• Directive: Copy out everything from the line containing "of the jersey" down to the end of the records, switching "pipeline" to "workflow" and leaving all else unchanged.

• Material supplied:
----

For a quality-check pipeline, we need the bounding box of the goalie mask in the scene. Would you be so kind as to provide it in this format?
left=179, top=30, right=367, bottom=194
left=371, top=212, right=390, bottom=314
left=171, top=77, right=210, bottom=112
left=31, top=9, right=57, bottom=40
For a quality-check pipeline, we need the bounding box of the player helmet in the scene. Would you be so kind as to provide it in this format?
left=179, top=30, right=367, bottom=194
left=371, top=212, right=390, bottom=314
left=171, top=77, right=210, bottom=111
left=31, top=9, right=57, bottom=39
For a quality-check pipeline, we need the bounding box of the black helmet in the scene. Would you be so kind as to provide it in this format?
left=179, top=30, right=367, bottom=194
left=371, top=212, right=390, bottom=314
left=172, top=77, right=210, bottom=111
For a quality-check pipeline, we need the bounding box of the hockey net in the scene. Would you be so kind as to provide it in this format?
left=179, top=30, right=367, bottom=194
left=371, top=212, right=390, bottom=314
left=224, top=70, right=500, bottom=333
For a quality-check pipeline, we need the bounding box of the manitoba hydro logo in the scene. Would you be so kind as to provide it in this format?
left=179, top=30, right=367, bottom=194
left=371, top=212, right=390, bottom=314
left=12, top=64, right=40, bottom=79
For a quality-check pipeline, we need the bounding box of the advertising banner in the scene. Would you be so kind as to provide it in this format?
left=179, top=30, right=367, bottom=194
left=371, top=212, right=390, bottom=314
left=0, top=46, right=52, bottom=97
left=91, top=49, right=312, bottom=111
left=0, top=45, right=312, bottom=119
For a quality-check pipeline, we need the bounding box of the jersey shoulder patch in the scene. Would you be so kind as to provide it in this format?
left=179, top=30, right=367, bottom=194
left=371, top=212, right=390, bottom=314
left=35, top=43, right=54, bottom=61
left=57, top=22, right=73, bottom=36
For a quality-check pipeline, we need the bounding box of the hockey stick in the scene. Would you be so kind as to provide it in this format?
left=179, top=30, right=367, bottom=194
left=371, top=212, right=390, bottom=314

----

• Right answer:
For a quality-check workflow, we need the bounding box of the jersey shoulder patch in the scene. Would you be so kind as to provide it in this format?
left=179, top=30, right=367, bottom=194
left=371, top=212, right=390, bottom=314
left=35, top=43, right=54, bottom=61
left=57, top=22, right=73, bottom=36
For a quality-check workflow, we need the bounding box of the hockey stick in the scene. Would you be so kind as to provide it in this format?
left=179, top=30, right=367, bottom=194
left=371, top=212, right=390, bottom=314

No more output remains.